* Supplied passage:
## start
Despite the nasty tone of the article, referring to Lourdes as a ‘golden shower of sanctifying grace’, it is actually of the sort that we should listen to its language. For many boomers such as McCann, they must question what happened to the church they once may not have had faith in, but at least had admiration for. He states: ‘You don’t hear much about the One True Church anymore. It’s drummed into our heads that, while Catholics are Catholics and Protestants are Protestants, we are all essentially one, worshipping the same God, sharing the same Christian values, and so forth’.

This is an important observation.

When Our Lady appeared in rural Southern France in the 1800s to a peasant girl from a dysfunctional family, she gave hope to a French Catholicism that was still living in the shadow of the French Revolution. She gave hope to the rural French maligned by the Parisian influence. Most importantly, she gave hope to those who suffered greatly like St. Bernadette. Not hope of physical relief from their sicknesses, but hope that they may come to accept their mortality. She told St. Bernadette ‘I guarantee you happiness not in this life, but in the next’. St. Bernadette was still only in her 30s when she died from her long term lung problems.
## end
* Exercise aim: Pick up the passage on Lourdes and its meaning for Catholics after its last sentence, and keep writing it.

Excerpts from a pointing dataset
## start
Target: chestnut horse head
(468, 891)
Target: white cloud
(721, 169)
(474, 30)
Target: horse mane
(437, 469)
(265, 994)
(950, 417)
## end
* Output:
There are 69 scientifically verified miracles connected to the water at Lourdes. Those miracles are compounded by the other associated miracles, such as the discovery of the source of the water there itself in the first place and the apparition that guided St. Bernadette to it.

Life itself is a miracle, the fact that there are some who cannot see that reminds us of the words of Our Lord, ‘And he said to him: If they hear not Moses and the prophets, neither will they believe, if one rise again from the dead’. Miracles are meaningless to those without the propensity for wonder.

Yet the greatest miracle at Lourdes is the conversion that occurs in the hearts of the many who visit it. In 2009, an indie film called Lourdes was released. It was somewhat unusual in its subtlety, not to give a spoiler, but the story makes clear that accepting one’s suffering as St. Bernadette did is a miracle that has been given to millions at Lourdes. You can watch the entire film below, while it doesn’t really capture the joy of Lourdes, it does capture many of the the beautiful things about it.

There is no secular equivalent to Lourdes, for good reason, there is no secular imperative to care for those in need as there is in Lourdes. In Catholic theology, every life is important, every person has beauty and meaning. In the secular realm, they do not. Only a spiritually blind person could look at the care for those in need in Lourdes and fail to see the work of Christ on Earth.

It was for this reason that a frail Pope John Paul II, months away from death, travelled to Lourdes in August 2004 to pray.

Lourdes is a reminder that Our Lord chooses the weak to shame the strong, allows sickness and suffering and hopes that our kindness to those in need can be an instrument to salvation.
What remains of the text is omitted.